• GOAL OF THE EXERCISE:
Set out every line of the entries below as a numbered list, skipping blank lines. Leave the pictures out of your answer.
►
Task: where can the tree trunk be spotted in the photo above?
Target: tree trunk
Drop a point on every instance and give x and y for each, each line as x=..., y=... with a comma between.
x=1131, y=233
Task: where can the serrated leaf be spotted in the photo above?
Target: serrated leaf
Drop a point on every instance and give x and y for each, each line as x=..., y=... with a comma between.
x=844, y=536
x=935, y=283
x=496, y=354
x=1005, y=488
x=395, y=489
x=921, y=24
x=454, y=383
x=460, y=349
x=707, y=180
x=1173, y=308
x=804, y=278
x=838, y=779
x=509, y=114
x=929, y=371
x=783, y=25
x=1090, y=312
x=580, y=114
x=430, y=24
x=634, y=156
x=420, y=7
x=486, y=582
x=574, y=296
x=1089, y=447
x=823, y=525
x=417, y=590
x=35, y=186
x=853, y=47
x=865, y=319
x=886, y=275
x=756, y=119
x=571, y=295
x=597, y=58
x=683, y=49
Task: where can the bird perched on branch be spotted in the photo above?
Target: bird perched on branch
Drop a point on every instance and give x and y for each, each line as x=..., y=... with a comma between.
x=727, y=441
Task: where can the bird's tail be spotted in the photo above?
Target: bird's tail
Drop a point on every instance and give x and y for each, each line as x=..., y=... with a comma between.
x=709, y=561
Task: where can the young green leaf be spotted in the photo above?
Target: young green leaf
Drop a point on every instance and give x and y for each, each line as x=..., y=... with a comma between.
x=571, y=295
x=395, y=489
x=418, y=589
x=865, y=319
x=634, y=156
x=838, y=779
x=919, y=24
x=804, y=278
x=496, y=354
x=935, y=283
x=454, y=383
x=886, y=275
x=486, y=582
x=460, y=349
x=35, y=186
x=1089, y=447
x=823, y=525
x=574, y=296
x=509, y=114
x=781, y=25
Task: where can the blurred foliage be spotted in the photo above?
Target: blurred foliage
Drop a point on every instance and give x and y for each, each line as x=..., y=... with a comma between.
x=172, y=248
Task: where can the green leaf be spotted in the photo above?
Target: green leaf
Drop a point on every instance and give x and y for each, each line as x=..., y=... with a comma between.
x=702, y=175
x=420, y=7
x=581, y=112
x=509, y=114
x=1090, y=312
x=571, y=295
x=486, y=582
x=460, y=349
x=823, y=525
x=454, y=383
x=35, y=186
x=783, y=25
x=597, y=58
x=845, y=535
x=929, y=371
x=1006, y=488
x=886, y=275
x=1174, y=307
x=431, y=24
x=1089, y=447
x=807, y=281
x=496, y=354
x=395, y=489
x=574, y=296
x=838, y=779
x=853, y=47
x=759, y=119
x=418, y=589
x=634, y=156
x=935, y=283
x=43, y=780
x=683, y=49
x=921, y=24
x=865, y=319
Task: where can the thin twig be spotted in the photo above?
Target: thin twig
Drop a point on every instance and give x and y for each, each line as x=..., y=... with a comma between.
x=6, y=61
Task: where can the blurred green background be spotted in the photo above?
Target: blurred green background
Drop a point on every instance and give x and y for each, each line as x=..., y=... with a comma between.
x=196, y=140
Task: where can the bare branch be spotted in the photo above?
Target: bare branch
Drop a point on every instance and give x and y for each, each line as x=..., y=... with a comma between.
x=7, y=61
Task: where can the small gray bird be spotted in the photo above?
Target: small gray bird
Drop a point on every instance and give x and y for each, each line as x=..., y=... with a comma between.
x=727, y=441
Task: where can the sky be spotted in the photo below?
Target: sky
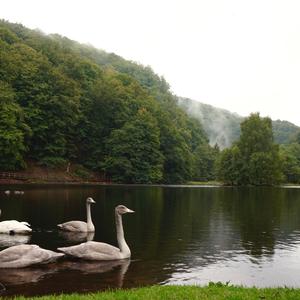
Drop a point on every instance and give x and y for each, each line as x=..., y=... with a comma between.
x=240, y=55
◄
• TASK SOLUTION:
1. Task: where can the tree trunk be spotted in the photo above?
2. Target: tree trunk
3. Drop a point on every instance and give x and y for each, each line as x=..., y=... with a comma between.
4. x=1131, y=233
5. Task: where can the serrated leaf be spotted in the photo above?
6. Target: serrated leaf
7. Drop a point on every instance and give x and y for each, each line as x=..., y=... with a comma between.
8. x=844, y=536
9. x=935, y=283
10. x=496, y=354
11. x=1005, y=488
12. x=395, y=489
13. x=921, y=24
14. x=454, y=383
15. x=460, y=349
16. x=707, y=180
17. x=1173, y=308
18. x=804, y=278
19. x=838, y=779
20. x=509, y=114
21. x=929, y=371
22. x=783, y=25
23. x=1090, y=312
24. x=580, y=114
25. x=430, y=24
26. x=634, y=156
27. x=420, y=7
28. x=486, y=582
29. x=574, y=296
30. x=1089, y=447
31. x=823, y=525
32. x=417, y=590
33. x=35, y=186
34. x=853, y=47
35. x=865, y=319
36. x=886, y=275
37. x=756, y=119
38. x=571, y=295
39. x=597, y=58
40. x=683, y=49
41. Task: where can the bird perched on branch be spotted in the photo above?
42. Target: bird perched on branch
43. Drop a point on every instance and give x and y for each, each line as x=..., y=... with a comma between.
44. x=727, y=441
45. Task: where can the bird's tail be spotted in the photo above?
46. Target: bird's tail
47. Drop a point on every instance and give x and y for each, each line as x=..., y=... with a comma between.
48. x=709, y=561
49. Task: where can the young green leaf be spotted in the photo above?
50. Target: young green leaf
51. Drop a point on every instance and give x and y for each, each line as x=..., y=... with a comma between.
52. x=571, y=295
53. x=395, y=489
54. x=418, y=589
55. x=865, y=319
56. x=634, y=156
57. x=838, y=779
58. x=919, y=24
59. x=804, y=278
60. x=496, y=354
61. x=935, y=283
62. x=454, y=383
63. x=886, y=275
64. x=486, y=582
65. x=460, y=349
66. x=35, y=186
67. x=1089, y=447
68. x=823, y=525
69. x=574, y=296
70. x=509, y=114
71. x=781, y=25
72. Task: where can the blurred foliage be spotted in the photo above?
73. Target: blurred foliage
74. Drop a point on every instance and give x and y for each, each line as x=..., y=... with a comma between.
75. x=172, y=248
76. Task: where can the green leaf be spotted in the photo above?
77. Target: green leaf
78. Drop a point on every instance and give x and y for each, each line as x=..., y=... with a comma between.
79. x=702, y=175
80. x=420, y=7
81. x=581, y=112
82. x=509, y=114
83. x=1090, y=312
84. x=571, y=295
85. x=486, y=582
86. x=460, y=349
87. x=823, y=525
88. x=454, y=383
89. x=35, y=186
90. x=783, y=25
91. x=597, y=58
92. x=845, y=535
93. x=929, y=371
94. x=1006, y=488
95. x=886, y=275
96. x=1174, y=307
97. x=431, y=24
98. x=1089, y=447
99. x=807, y=281
100. x=496, y=354
101. x=395, y=489
102. x=574, y=296
103. x=838, y=779
104. x=853, y=47
105. x=759, y=119
106. x=418, y=589
107. x=634, y=156
108. x=935, y=283
109. x=43, y=780
110. x=683, y=49
111. x=921, y=24
112. x=865, y=319
113. Task: where can the thin twig be spotted in the photo above?
114. Target: thin twig
115. Drop a point on every instance and give x and y for each, each line as x=..., y=... with a comma between.
116. x=6, y=61
117. Task: where can the blurred green background be spotted in the photo above?
118. Target: blurred green background
119. Drop a point on every instance and give x and y for each, each line as x=..., y=... with a comma between.
120. x=196, y=140
121. Task: where can the bare branch be spotted in the photo above?
122. Target: bare branch
123. Drop a point on every instance and give x and y for each, each line as x=..., y=... with a comma between.
124. x=7, y=61
125. Task: where can the small gray bird be spotted in the photo above?
126. Target: small gray bird
127. Drop a point on every instance and give x and y for each, each line as x=..., y=... with a comma between.
128. x=727, y=441
129. Task: where can the sky be spotted in the photo below?
130. Target: sky
131. Drop a point on every instance and give x and y for each, each line as x=..., y=... with a comma between.
132. x=240, y=55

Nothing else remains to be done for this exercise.